**Given instruction:**
Recast the lines of the listing below, from the line containing "Practice step: pick out every instance of the pedestrian" through the line containing "[(426, 280), (172, 294), (404, 280), (58, 238)]", inclusive, as a Markdown table with the columns Row and Listing line. Leave out any blank lines.

**Record list:**

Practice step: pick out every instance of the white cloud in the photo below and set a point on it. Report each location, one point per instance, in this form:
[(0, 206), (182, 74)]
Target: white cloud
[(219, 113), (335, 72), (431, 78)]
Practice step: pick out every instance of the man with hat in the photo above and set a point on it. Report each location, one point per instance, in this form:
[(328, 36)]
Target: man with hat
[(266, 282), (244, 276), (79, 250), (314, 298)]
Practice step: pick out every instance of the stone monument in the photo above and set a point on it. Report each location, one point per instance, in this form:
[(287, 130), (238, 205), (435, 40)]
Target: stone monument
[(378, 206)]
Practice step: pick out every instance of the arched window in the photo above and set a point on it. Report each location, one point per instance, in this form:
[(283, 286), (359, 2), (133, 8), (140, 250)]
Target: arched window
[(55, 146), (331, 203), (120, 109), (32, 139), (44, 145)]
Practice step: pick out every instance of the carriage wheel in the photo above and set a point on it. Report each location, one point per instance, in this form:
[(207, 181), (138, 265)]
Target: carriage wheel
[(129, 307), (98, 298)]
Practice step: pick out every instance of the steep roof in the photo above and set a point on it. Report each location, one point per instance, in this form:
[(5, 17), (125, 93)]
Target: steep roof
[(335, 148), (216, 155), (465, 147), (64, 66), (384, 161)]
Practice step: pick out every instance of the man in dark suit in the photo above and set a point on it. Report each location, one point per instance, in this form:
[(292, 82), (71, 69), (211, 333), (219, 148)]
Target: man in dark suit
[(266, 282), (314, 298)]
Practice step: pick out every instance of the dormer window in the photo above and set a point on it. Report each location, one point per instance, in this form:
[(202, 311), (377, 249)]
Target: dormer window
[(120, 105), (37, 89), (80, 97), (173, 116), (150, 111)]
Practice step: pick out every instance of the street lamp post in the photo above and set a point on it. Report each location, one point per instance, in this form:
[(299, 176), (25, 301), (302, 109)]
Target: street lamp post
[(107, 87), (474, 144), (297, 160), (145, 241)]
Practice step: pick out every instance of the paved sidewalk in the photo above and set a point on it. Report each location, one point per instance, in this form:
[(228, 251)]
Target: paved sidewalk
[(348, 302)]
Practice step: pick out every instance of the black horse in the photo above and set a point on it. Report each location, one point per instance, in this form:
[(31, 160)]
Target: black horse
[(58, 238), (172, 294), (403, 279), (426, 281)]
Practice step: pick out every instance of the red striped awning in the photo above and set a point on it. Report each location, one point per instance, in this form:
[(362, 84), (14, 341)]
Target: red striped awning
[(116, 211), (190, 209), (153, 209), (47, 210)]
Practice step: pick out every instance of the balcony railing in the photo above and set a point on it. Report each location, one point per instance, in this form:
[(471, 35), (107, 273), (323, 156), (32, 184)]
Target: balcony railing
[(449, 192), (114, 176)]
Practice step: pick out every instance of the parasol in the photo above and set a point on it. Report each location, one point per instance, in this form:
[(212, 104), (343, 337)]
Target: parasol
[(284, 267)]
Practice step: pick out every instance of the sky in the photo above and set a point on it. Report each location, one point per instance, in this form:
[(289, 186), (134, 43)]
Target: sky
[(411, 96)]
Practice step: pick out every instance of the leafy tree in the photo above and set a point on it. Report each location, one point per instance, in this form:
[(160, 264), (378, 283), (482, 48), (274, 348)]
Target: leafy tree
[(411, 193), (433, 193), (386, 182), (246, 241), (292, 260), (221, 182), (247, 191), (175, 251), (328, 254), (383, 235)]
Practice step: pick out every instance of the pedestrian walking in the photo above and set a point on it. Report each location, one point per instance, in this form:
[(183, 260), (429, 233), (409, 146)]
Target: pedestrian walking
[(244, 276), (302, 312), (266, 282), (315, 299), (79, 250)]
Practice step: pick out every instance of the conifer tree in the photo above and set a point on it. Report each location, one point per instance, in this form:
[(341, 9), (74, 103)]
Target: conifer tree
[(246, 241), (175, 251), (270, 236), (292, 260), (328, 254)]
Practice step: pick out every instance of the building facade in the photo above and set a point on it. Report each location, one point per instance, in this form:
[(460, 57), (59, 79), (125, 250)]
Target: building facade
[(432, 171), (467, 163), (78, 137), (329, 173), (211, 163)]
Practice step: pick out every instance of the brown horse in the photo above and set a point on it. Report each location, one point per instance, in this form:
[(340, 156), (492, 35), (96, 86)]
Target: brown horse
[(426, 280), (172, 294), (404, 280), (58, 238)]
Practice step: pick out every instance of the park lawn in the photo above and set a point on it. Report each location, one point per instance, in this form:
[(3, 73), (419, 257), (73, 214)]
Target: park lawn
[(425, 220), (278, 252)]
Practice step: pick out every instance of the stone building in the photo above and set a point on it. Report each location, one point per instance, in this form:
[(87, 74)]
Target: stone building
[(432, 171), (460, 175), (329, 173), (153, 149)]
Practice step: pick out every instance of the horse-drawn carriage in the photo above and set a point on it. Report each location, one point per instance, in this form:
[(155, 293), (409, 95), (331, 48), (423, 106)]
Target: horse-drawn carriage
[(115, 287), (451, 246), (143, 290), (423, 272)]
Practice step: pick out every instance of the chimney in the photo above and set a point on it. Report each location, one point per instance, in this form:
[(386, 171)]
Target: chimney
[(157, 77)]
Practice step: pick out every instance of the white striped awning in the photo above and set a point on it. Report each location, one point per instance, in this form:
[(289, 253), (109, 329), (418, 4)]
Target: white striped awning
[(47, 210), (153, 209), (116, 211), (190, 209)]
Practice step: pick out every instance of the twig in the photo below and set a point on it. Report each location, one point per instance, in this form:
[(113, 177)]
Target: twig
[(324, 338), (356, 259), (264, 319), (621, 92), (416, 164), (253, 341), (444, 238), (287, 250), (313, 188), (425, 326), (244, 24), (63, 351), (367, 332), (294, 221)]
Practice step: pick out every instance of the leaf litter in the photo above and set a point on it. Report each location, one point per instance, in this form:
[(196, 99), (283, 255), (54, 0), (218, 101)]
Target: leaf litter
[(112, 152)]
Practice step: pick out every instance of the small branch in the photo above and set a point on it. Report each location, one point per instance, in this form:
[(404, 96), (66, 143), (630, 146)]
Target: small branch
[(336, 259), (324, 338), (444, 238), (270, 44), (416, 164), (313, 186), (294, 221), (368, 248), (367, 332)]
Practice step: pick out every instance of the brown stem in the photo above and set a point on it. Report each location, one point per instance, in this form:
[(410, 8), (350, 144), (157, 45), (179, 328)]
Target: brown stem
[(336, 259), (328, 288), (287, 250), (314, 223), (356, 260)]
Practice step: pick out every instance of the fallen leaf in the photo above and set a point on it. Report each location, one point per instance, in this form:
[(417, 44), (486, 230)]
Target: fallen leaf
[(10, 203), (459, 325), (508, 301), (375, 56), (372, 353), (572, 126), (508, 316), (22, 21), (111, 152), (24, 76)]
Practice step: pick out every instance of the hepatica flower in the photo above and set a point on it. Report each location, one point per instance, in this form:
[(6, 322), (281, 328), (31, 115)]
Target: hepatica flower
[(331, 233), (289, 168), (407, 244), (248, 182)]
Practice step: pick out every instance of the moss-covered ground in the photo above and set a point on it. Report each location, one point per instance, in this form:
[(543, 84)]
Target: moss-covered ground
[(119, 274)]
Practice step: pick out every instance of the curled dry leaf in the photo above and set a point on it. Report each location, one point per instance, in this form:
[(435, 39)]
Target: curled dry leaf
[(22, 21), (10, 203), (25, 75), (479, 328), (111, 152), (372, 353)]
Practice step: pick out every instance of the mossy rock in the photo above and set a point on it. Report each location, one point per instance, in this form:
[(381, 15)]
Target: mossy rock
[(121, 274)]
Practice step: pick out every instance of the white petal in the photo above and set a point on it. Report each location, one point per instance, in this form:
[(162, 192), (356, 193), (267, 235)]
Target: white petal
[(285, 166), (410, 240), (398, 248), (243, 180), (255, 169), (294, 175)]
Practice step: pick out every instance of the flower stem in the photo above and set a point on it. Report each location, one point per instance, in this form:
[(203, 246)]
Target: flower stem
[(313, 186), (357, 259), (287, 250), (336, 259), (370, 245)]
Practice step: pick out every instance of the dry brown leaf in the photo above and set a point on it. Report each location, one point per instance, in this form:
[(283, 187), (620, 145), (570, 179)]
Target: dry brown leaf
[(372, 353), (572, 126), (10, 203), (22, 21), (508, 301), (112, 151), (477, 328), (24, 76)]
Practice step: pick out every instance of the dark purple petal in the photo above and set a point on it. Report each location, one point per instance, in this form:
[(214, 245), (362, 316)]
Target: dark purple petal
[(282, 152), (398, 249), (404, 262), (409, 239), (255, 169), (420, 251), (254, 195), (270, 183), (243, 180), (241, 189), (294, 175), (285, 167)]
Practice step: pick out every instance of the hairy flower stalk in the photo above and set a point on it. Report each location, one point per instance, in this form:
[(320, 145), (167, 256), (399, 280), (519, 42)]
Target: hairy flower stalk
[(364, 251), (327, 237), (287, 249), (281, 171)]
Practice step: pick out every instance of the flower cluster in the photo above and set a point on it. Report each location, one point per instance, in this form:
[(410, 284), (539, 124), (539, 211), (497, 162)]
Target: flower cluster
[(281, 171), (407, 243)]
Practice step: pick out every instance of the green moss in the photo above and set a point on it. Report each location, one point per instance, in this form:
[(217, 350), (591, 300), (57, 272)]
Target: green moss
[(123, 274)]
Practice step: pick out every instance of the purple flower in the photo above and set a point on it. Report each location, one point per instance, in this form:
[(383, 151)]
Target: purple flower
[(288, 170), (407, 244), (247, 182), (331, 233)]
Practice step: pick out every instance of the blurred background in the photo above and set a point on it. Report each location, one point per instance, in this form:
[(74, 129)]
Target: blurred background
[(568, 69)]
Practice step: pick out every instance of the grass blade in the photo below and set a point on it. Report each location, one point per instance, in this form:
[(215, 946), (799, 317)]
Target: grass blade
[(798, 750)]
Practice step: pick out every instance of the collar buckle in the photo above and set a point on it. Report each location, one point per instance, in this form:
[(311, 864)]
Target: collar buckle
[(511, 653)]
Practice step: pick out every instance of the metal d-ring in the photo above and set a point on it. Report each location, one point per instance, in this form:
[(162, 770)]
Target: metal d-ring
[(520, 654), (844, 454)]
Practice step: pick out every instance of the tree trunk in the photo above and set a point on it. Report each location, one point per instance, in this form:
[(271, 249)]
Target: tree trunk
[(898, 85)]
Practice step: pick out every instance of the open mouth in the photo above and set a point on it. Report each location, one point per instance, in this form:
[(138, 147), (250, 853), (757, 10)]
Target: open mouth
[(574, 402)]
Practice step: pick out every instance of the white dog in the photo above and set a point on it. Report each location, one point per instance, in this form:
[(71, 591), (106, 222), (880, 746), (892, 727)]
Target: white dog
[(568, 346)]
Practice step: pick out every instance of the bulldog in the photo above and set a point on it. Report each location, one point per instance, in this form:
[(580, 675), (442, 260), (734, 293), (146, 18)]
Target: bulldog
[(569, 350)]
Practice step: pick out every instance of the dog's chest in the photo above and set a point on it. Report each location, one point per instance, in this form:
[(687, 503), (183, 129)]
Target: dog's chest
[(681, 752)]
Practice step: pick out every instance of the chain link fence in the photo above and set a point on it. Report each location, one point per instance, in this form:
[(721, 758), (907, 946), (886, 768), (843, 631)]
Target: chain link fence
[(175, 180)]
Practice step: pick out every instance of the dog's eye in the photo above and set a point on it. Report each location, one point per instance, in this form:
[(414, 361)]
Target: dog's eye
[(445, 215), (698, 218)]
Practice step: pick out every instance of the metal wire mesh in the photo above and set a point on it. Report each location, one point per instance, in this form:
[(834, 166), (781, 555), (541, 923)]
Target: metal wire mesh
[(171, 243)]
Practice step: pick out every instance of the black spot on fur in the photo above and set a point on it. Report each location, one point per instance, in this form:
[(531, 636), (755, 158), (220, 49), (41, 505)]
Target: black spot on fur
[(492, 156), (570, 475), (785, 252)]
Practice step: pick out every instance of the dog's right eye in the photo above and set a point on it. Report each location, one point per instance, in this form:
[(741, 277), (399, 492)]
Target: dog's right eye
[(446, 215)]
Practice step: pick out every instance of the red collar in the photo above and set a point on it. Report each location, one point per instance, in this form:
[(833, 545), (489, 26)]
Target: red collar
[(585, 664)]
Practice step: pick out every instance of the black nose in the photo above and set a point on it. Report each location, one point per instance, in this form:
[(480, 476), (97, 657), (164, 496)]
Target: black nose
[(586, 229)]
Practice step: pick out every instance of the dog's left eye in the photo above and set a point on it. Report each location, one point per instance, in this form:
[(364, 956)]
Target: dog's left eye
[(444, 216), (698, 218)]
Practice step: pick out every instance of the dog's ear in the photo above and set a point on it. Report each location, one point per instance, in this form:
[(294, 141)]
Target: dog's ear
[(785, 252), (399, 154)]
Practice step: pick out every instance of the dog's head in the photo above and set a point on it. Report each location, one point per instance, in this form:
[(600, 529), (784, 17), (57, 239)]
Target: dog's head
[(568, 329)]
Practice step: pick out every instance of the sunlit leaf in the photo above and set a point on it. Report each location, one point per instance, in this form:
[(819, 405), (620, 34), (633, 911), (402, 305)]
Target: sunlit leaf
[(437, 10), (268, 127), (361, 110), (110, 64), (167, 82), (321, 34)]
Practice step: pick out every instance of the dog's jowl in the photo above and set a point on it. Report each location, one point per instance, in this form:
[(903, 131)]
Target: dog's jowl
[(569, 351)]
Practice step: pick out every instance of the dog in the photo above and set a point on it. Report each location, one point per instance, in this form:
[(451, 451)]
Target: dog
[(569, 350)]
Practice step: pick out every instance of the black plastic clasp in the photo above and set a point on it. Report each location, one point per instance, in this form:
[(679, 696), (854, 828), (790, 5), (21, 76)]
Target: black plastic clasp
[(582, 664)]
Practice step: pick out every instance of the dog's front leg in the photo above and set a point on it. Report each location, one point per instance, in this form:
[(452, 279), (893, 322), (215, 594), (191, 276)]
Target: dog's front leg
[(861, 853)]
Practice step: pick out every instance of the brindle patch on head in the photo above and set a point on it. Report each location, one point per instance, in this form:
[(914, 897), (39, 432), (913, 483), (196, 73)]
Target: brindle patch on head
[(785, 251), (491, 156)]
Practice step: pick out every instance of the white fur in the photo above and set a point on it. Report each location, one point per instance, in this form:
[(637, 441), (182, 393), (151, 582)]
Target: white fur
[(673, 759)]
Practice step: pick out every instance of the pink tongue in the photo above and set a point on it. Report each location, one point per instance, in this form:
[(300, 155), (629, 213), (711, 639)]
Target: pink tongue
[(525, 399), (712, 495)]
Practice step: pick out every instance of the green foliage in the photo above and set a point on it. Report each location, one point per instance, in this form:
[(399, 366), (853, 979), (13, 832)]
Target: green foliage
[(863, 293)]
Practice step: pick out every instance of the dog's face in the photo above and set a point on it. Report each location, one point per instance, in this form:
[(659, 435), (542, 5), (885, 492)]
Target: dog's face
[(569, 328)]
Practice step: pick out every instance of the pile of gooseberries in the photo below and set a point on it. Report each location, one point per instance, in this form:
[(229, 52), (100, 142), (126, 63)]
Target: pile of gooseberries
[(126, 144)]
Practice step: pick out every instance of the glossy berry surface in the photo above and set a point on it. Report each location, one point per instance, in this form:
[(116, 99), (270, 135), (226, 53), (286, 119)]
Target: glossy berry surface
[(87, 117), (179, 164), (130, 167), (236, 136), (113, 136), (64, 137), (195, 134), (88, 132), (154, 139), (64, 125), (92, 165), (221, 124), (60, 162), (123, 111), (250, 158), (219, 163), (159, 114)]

**Answer to the exercise:**
| Row | Listing line |
|---|---|
| 1 | Practice step: pick out every instance of the pedestrian walking in the photo above and set a point on it. Report each location, one point per instance, in this form: |
| 2 | [(183, 260), (429, 233), (409, 146)] |
| 3 | Target: pedestrian walking |
| 4 | [(244, 276), (302, 312), (266, 282), (315, 299), (79, 250)] |
| 5 | Practice step: pick out every instance of the conifer tree in the photo above and set a point on it. Report each location, one point per instance, in this form: |
| 6 | [(341, 9), (74, 103)] |
| 7 | Target: conifer tree |
| 8 | [(246, 241), (175, 251), (270, 236), (292, 260), (328, 254)] |
| 9 | Practice step: pick out every instance of the building facade in the photo above and set a point on it. Report each location, one point per instance, in this form: |
| 10 | [(460, 57), (59, 79), (125, 250)] |
| 11 | Target: building facade |
| 12 | [(432, 171), (467, 163), (78, 137), (329, 173), (211, 163)] |
| 13 | Practice step: pick out every instance of the brown horse in the photo above and set a point on it. Report each location, one point per instance, in this form: |
| 14 | [(340, 156), (492, 35), (96, 86)] |
| 15 | Target: brown horse |
| 16 | [(426, 280), (172, 294), (404, 280), (58, 238)] |